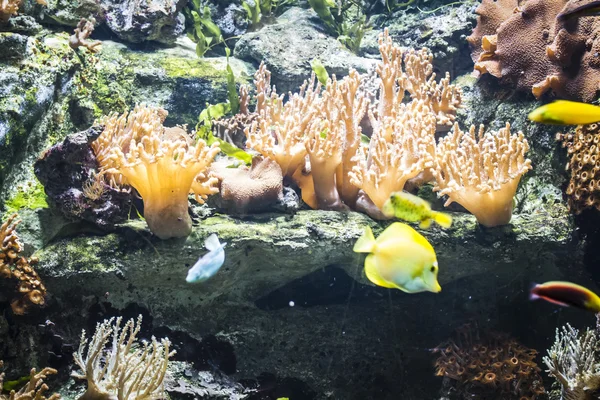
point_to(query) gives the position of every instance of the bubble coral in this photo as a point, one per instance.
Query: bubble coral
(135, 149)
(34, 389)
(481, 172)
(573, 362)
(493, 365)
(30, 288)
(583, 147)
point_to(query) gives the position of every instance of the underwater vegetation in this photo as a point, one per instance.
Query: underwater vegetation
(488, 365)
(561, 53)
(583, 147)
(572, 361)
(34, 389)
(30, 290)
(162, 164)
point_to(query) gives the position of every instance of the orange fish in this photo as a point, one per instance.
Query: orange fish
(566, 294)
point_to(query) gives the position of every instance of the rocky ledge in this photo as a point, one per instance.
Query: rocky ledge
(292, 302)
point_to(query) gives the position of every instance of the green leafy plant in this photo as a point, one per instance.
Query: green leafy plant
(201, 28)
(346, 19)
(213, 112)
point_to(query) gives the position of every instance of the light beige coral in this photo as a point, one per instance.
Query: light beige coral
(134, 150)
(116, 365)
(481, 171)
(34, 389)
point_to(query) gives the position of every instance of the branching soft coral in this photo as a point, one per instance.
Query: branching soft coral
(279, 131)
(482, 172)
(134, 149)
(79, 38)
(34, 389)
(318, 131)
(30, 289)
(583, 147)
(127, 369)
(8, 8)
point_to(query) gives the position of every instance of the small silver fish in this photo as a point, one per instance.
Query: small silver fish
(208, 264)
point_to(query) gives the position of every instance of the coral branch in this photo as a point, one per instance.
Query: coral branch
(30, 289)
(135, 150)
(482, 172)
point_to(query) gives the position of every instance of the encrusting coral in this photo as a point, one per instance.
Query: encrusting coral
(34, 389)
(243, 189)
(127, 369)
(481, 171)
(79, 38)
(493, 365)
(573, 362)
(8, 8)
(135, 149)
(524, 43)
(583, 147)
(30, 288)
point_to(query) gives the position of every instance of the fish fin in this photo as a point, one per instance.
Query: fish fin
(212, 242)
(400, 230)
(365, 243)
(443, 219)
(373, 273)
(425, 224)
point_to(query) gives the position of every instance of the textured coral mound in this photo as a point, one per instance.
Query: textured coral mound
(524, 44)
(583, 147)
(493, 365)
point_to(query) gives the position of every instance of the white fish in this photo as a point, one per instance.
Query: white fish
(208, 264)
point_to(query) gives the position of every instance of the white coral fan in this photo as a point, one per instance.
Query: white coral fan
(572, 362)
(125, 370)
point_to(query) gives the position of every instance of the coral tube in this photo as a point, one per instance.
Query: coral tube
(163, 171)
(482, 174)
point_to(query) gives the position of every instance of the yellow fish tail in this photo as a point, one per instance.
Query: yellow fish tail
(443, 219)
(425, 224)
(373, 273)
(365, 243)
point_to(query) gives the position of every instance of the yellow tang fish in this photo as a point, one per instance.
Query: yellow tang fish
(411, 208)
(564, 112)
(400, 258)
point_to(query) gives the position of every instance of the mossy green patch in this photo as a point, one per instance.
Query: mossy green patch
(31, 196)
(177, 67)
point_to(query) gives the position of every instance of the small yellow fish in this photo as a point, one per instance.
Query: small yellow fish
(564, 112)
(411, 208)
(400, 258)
------------
## YOUR ASSIGNMENT
Make an exact copy of the records above, one that has none of the pictures.

## TASK RESULT
point_to(query) gives the position of every instance of the bubble coral in this photo as a point, one per instance.
Query: bubble coral
(135, 149)
(34, 389)
(481, 172)
(573, 362)
(493, 365)
(30, 288)
(583, 147)
point_to(query) gives the position of every instance of the underwater vegetation in this photo as a point, one per instance.
Query: underwater vegetation
(488, 365)
(561, 53)
(583, 147)
(572, 361)
(34, 389)
(30, 290)
(162, 164)
point_to(query) gives the position of every instance of the orange fish in this photo as a point, one per instance.
Query: orange fish
(566, 294)
point_to(query) gives the position of every instance of the rocky ledge in this photo as a point, one per instance.
Query: rocky ledge
(292, 302)
point_to(query) gives the position of every instance of the green leafy plant in this photo as a point, one per instance.
Query: green leafy plant
(201, 28)
(346, 19)
(213, 112)
point_to(query) gives the position of every instance of the light beige coral in this photo as a point, one per instance.
Query: light beige coral
(134, 150)
(116, 365)
(481, 171)
(34, 389)
point_to(query) gives the position of every instance of the branching soft coral in this photo as a point, one per instance.
Query: branching soft coral
(279, 131)
(482, 172)
(134, 149)
(79, 38)
(34, 389)
(318, 131)
(30, 289)
(583, 147)
(127, 369)
(8, 8)
point_to(query) gives the position of every instance of the small silver fish in this photo as a point, one per instance.
Query: small silver fish
(208, 264)
point_to(query) gives the position of every instance of the coral branch in this photo as a point, one per instance.
Query: coral branch
(30, 289)
(135, 150)
(482, 172)
point_to(query) gives the position of every instance of the encrusting coral in this photo as a point, one per instance.
Query: encrusting coral
(34, 389)
(243, 189)
(127, 369)
(481, 171)
(79, 38)
(493, 365)
(573, 362)
(8, 8)
(135, 149)
(524, 43)
(583, 147)
(30, 288)
point_to(query) gives the position of every instance of the fish fin in this photo as a point, one per instance.
Query: fish fin
(212, 242)
(400, 230)
(365, 243)
(443, 219)
(373, 273)
(425, 224)
point_to(query) gives the position of every instance of the textured coral mound in this photo as a point, one per instance.
Query: textured coral mound
(524, 44)
(583, 147)
(493, 365)
point_to(query) gives the position of every instance of the white fish in this photo as a point, one per instance.
Query: white fish
(208, 264)
point_to(query) gives the position of every instance of the white coral fan in this photo as a point, one per instance.
Query: white coral fan
(572, 362)
(125, 370)
point_to(query) gives the position of every instance of the coral tube in this photo as a point, one per instance.
Query: coral tube
(163, 171)
(482, 174)
point_to(query) gives the position of every instance of the yellow fish tail in this photo as a point, one per instance.
Query: yellow fish tail
(443, 219)
(425, 224)
(373, 273)
(365, 243)
point_to(query) gives the position of every instance of the yellow tang fish in this photo as a point, one per instance.
Query: yellow tang fish
(411, 208)
(564, 112)
(400, 258)
point_to(query) gives the position of every instance of the mossy green patch in this photo as a point, one per instance.
Query: mossy green patch
(31, 196)
(177, 67)
point_to(query) gives the position of every instance of the small yellow fish in this photo as a point, one per instance.
Query: small yellow fish
(564, 112)
(411, 208)
(400, 258)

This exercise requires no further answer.